Set problem | Pick up the court decision on the motion to dismiss right after its last sentence and keep writing it.

Source extract |
(begin)

Supreme Court, New York County
Jan 6, 2023
2023 N.Y. Slip Op. 30171 (N.Y. Sup. Ct. 2023)

Opinion

Index No. 654432/2021 Motion Seq. No. 001

01-06-2023

MARC KUSHNER, Plaintiff, v. CARTER LEDYARD & MILBURN LLP, Defendant.


Unpublished Opinion

PRESENT: HON. VERNA L. SAUNDERS, JSC Justice

DECISION + ORDER ON MOTION

HON. VERNA L. SAUNDERS, JSC

The following e-filed documents, listed by NYSCEF document number (Motion 001) 4, 5, 6, 7, 8, 9, 10, 11 were read on this motion to/for DISMISS .

In July 2021, plaintiff Marc Kushner commenced this action by summons and complaint against his former employer, defendant Carter Ledyard & Milburn LLP (CLM), alleging that his one-year contract automatically renewed and was in effect when defendant reduced his base salary and failed to abide by the termination provision, requiring that termination be "for cause" and upon 60 days' notice. The four-count verified complaint asserts causes of action for: (1) breach of contract; (2) violation of Labor Law § 193; (3) defamation; and (4) violation of Labor Law § 198 (NYSCEF Doc. Nos. 1-2, summons and complaint).

CLM moves to dismiss the complaint pursuant to CPLR 3211(a)(7) (NYSCEF Doc. No. 4, notice of motion).

As an initial matter, this court shall only address the breach of contract claim because plaintiff, in opposition to the instant motion, withdraws the third and fourth causes of action. Plaintiff explains that his damages, under the third cause of action for defamation, are due to be reimbursed, as withdraws this claim as moot. Plaintiff withdraws the fourth cause of action for violation of Labor Law § 198 after "due considerations of the authorities cited by defendant" (NYSCEF Doc. No. 10, plaintiffs brief in opposition at 7-8). As concerns the second cause of action for violation of Labor Law § 193, by stipulation dated May 31, 2022, the parties have discontinued it with prejudice (NYSCEF Doc. No. 12, stipulation of discontinuance). Accordingly, CLM's motion to dismiss is granted to the extent of dismissing the second, third and fourth causes of action.

(end)

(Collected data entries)
(begin)

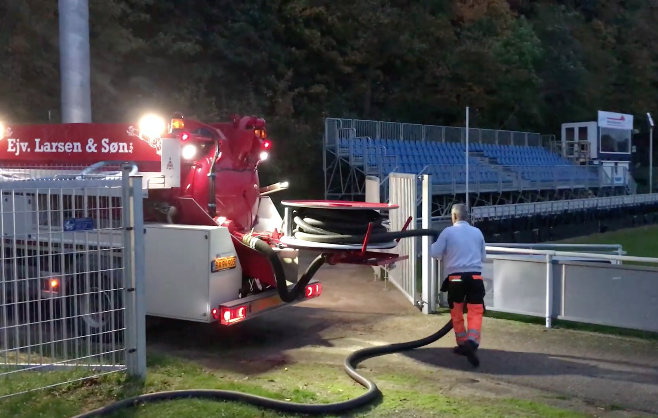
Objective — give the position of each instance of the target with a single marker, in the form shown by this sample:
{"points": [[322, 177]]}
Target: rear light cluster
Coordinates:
{"points": [[228, 316], [313, 290]]}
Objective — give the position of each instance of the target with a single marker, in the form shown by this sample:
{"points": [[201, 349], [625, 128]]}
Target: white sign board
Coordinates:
{"points": [[170, 163], [615, 120]]}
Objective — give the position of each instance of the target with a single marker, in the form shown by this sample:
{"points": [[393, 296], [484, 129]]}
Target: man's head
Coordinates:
{"points": [[459, 213]]}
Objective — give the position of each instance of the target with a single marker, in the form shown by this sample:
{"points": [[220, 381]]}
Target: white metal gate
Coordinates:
{"points": [[402, 192], [68, 286]]}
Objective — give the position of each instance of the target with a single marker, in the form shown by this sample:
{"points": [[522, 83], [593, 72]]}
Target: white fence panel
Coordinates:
{"points": [[402, 192], [372, 189]]}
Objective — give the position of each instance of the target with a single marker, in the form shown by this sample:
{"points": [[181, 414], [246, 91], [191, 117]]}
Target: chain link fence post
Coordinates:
{"points": [[133, 258]]}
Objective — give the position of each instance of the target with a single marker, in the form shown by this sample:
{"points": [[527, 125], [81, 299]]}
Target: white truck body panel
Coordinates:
{"points": [[178, 279]]}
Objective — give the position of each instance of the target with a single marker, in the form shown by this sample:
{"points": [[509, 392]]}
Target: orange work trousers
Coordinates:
{"points": [[466, 288]]}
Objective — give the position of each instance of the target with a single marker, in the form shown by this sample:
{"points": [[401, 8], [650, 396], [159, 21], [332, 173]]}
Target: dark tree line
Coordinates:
{"points": [[519, 64]]}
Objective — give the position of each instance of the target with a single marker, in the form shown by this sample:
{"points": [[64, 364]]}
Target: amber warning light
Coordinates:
{"points": [[177, 123]]}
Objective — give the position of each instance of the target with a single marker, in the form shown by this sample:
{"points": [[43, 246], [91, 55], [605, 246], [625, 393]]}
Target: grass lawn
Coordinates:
{"points": [[404, 395]]}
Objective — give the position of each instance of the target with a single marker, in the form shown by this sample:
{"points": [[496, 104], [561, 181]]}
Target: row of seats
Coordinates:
{"points": [[446, 160], [569, 224]]}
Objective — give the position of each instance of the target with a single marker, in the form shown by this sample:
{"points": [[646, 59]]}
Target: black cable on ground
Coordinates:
{"points": [[372, 393], [313, 225]]}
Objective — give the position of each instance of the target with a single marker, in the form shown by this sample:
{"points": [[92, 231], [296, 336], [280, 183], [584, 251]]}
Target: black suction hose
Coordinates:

(end)

The answer |
By "Admission Agreement," dated February 1, 2017 ("2017 Agreement"), defendant agreed to engage plaintiff as a "Special Partner of the Firm and chair of the Firm's Tax department... for a term ending March 31, 2018 ('Ending Date')" (NYSCEF Doc. No. 7 ¶ 1, 2017 Agreement; 2 ¶ 7, complaint). In pertinent part, the 2017 Agreement provides as follows:

"If the Firm wishes to enter into a further agreement with the New Partner, it shall propose terms and conditions at least sixty (60) days before the Ending Date. In December 2017 the Firm's Executive Committee will determine, in its sole discretion, whether
it will recommend to the Firm's Equity Partners that they should elect him an Equity Partner in the Firm. If no further agreement is reached between the New Partner and the Firm concerning the New Partner's relationship to the Firm, as of the Ending Date the New Partner shall cease to be a Partner of the Firm" (2017 Agreement, ¶ 1; see complaint, ¶¶ 9, 10).

In other pertinent part, the 2017 Agreement provides for a base salary of $25,000.00 per month in addition to twenty-five (25%) percent of all fee collections that plaintiff originates (2017 Agreement, ¶ 2 [b]; see complaint, ¶¶ 7, 18). The 2017 Agreement also states that defendant may terminate the agreement for cause and upon sixty (60) days' notice (2017 Agreement, ¶ 6 [a]; see complaint, ¶ 24).

The agreement does not contain an integration clause or any language requiring that changes be made in writing (see generally 2017 Agreement; complaint, ¶¶ 26, 27).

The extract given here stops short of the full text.